Issue 11 of Poetry Ireland's occasional literary pamphlet Trumpet - a minor-key publishing project continuing to grow in significance, offering essays and reviews as well as original poetry - was released last month. The focus of this issue, edited by Tapasya Narang, is on ephemeral poetic forms as a means of querying the value of 'publishing' and the assumption that poetry is organised around the achievement of posterity.

Trumpet 11 closes with a full page reproduction of my poem 'Browsing History #4', made as part of my project as Digital Poet in Residence at StAnza International Poetry Festival (2017) in St Andrews, Scotland. The full outcome of the Browsing History project is available as a set of postcards from zimZalla avant objects. On publication of the postcards in March 2018, I wrote a short essay for the StAnza Festival website reflecting on the project's concept and compositional & publication processes, and its relationship to ephemerality and posterity.

As Narang writes in her editorial, this issue of Trumpet "looks at historical and underground publishing trends and explores why individual poets and artists, as well as creative communities, might remain outside of the mainstream 'spotlight' by their own design". "Beyond this", Narang writes later, "it explores ephemerality as a mode of resistance to monoliths of authority, adopting a series of socio-economic and cultural lenses".

Exercise task A: Reproduce the part of the passage on the Trumpet pamphlet that begins at the words "Trumpet 11 closes" and stops after "ephemerality and posterity.".

Material shown:

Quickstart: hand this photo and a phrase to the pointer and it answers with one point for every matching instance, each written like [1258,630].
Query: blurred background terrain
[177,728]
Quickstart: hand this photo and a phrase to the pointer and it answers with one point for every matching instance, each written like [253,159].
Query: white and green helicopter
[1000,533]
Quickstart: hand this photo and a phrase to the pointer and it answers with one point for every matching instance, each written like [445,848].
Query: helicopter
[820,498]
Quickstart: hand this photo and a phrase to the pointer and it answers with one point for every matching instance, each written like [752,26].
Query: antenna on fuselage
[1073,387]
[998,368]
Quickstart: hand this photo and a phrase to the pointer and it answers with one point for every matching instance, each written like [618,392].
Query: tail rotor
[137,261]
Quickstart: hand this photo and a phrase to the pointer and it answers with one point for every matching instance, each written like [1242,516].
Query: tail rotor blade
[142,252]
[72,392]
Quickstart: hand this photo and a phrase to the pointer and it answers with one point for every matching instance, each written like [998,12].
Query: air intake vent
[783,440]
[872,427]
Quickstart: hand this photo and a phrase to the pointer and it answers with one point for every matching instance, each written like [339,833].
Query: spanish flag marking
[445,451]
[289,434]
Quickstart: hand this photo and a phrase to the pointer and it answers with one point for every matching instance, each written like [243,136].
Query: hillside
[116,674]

* * *

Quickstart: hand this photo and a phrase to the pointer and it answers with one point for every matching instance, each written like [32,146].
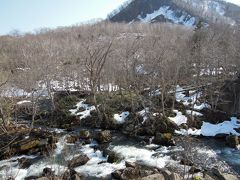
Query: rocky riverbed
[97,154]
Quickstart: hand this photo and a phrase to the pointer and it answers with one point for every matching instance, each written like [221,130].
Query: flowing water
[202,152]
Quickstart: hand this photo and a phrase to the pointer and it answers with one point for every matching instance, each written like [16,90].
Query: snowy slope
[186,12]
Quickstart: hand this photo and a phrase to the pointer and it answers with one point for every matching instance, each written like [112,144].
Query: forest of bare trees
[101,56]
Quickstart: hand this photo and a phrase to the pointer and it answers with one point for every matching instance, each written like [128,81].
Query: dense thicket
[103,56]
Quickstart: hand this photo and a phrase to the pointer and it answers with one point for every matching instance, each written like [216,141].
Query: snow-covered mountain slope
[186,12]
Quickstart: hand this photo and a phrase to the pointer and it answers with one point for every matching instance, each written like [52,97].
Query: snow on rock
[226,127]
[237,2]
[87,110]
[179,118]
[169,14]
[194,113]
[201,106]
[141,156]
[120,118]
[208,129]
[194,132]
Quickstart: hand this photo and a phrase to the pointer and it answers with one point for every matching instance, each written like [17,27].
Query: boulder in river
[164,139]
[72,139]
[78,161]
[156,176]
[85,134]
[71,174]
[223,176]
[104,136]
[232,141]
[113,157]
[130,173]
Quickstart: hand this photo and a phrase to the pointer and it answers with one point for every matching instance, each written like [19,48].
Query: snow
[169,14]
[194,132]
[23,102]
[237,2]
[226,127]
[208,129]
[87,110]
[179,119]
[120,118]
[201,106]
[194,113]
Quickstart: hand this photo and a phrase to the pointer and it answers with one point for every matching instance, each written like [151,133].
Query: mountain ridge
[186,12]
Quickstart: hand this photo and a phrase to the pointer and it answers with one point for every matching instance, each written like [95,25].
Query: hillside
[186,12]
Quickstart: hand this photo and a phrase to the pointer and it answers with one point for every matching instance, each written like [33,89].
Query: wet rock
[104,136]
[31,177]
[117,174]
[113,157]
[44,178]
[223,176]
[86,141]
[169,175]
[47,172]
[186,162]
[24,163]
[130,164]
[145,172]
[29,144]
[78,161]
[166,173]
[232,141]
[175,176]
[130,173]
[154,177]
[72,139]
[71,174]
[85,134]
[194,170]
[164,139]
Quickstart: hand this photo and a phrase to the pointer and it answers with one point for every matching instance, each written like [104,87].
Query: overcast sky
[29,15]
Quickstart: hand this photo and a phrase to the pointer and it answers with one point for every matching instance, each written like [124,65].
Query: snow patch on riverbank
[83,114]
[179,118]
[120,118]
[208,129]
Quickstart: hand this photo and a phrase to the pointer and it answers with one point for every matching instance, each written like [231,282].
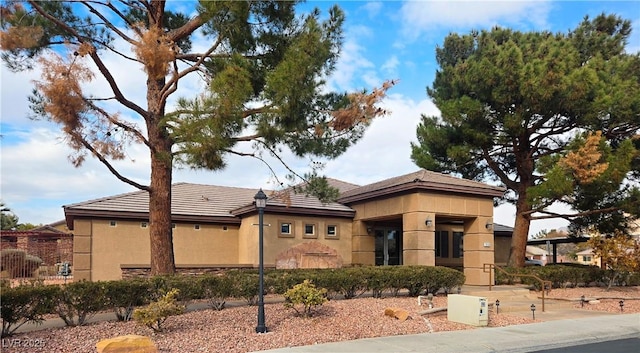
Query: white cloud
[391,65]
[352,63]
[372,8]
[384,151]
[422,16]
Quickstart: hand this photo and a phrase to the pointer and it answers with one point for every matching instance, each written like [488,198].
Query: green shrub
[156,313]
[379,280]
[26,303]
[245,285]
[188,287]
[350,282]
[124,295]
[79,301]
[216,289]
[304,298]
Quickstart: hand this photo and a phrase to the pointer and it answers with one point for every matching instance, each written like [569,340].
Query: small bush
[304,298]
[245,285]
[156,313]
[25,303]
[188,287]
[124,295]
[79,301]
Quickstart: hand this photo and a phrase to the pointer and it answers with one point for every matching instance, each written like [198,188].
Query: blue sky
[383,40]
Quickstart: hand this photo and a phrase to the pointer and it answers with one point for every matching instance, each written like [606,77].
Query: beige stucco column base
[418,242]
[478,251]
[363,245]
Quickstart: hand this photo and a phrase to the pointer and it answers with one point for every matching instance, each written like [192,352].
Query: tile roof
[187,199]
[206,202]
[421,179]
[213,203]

...

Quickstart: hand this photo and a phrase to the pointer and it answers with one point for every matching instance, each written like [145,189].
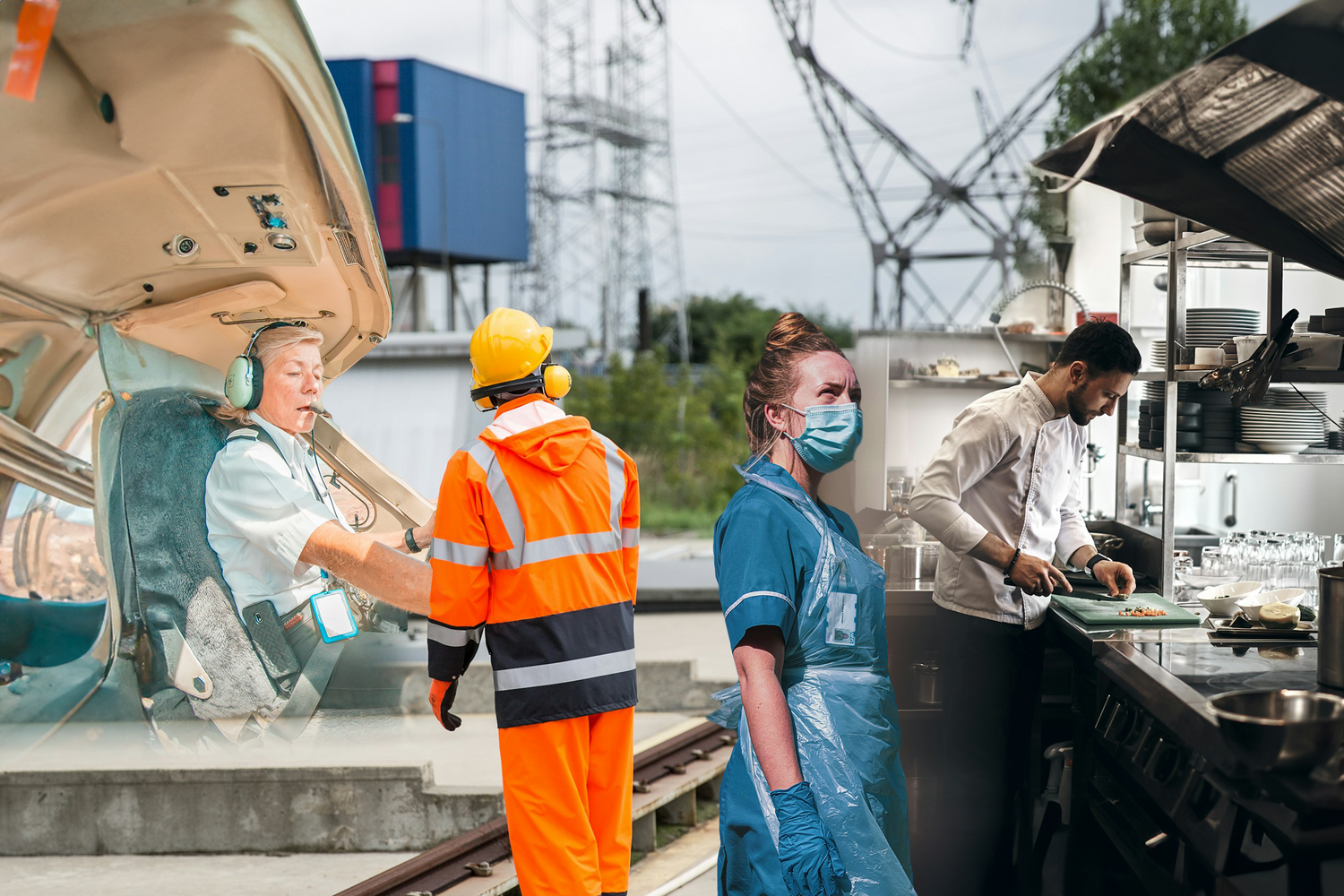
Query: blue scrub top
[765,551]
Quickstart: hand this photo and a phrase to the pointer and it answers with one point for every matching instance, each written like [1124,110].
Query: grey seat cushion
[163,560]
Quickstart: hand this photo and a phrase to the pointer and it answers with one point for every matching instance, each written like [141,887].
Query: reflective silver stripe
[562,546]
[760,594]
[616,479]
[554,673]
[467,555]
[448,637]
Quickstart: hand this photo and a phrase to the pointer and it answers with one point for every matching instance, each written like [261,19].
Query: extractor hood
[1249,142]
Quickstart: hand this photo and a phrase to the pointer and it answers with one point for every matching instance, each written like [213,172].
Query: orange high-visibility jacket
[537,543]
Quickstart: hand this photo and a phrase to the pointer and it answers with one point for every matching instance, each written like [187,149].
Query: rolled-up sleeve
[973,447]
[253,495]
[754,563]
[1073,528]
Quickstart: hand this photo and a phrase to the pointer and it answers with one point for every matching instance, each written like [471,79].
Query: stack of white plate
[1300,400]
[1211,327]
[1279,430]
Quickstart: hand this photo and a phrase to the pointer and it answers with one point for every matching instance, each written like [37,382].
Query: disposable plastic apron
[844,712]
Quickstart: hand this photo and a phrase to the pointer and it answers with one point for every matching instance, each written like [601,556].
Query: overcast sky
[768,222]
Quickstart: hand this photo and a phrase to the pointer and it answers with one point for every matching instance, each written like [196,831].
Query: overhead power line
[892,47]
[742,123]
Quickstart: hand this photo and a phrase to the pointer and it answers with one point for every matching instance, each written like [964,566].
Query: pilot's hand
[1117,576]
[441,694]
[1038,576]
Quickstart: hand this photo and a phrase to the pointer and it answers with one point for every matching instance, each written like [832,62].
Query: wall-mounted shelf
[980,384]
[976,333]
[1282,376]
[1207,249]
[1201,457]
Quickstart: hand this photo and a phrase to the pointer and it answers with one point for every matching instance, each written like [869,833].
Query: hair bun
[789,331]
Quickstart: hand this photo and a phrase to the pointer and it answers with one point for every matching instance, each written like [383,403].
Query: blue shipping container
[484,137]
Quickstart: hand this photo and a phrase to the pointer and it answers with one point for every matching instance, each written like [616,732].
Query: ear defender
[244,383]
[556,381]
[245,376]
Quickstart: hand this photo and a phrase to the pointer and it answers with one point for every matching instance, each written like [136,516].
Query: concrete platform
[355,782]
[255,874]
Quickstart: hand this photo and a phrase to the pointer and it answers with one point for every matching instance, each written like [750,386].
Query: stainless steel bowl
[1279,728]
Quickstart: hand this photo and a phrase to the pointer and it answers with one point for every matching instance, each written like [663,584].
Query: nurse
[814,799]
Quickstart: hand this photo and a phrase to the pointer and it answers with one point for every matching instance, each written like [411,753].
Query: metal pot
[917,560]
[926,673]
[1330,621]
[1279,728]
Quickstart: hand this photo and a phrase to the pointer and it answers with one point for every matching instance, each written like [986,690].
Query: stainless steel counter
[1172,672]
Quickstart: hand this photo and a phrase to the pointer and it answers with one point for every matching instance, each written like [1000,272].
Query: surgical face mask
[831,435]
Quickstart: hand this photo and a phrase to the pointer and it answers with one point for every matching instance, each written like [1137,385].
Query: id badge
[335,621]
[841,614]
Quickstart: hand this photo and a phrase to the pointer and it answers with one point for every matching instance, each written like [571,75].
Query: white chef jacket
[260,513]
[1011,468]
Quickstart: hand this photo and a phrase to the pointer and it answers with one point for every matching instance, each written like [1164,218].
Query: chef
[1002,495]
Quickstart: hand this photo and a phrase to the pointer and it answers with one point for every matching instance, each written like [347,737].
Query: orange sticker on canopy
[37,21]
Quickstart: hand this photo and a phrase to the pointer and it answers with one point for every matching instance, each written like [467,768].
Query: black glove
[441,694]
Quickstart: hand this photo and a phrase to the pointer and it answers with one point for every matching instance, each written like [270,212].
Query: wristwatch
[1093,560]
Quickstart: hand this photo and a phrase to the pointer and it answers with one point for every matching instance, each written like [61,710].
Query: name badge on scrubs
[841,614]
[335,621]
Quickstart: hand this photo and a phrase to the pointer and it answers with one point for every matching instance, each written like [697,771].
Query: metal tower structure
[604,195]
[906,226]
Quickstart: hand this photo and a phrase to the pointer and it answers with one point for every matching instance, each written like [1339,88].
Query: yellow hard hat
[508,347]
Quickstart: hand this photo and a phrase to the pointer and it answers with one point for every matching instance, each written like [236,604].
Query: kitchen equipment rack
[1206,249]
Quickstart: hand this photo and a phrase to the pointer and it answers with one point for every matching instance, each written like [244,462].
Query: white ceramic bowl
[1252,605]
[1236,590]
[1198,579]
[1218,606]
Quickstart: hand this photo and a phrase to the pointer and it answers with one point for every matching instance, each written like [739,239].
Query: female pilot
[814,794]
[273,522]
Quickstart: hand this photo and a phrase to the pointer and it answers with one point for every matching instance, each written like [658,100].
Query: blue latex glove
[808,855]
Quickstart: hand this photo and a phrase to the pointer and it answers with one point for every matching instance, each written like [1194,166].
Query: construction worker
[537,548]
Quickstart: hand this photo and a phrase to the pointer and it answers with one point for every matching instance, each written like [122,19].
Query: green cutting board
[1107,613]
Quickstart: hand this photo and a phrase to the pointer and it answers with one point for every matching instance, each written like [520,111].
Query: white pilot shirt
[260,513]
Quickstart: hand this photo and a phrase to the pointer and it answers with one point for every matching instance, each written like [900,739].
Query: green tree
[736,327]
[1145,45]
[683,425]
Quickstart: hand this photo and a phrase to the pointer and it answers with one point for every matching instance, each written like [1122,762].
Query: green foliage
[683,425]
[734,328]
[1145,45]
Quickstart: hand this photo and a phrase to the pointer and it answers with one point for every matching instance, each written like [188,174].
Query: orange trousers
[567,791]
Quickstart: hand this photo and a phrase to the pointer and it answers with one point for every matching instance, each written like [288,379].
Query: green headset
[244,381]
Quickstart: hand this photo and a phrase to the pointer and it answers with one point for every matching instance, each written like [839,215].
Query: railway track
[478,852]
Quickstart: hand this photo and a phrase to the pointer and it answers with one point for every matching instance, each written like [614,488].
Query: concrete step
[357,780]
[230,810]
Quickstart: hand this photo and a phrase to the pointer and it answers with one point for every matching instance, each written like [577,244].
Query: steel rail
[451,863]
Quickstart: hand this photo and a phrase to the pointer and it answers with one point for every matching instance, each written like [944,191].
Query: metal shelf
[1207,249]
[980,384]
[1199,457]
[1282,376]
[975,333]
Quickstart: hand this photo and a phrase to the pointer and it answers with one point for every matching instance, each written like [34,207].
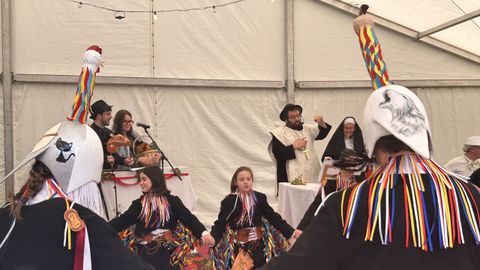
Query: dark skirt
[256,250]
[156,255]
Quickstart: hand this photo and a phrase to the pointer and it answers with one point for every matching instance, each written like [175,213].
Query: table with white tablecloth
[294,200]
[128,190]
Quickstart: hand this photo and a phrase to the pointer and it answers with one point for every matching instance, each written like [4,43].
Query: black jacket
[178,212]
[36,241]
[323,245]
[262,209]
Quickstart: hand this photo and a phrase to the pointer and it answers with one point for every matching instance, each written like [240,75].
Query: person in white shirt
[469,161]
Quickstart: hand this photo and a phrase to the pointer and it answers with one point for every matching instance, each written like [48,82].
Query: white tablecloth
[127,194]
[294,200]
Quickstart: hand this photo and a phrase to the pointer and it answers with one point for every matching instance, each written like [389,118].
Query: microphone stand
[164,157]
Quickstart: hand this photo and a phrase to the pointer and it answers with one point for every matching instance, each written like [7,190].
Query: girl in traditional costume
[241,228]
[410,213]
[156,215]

Exercise task B: Find each line in the records that contains the string "slope", and copy those lines out.

Final result A:
Trumpet 11 closes with a full page reproduction of my poem 'Browsing History #4', made as part of my project as Digital Poet in Residence at StAnza International Poetry Festival (2017) in St Andrews, Scotland. The full outcome of the Browsing History project is available as a set of postcards from zimZalla avant objects. On publication of the postcards in March 2018, I wrote a short essay for the StAnza Festival website reflecting on the project's concept and compositional & publication processes, and its relationship to ephemerality and posterity.

Final result B:
Query: snowy slope
Query: snow-covered mountain slope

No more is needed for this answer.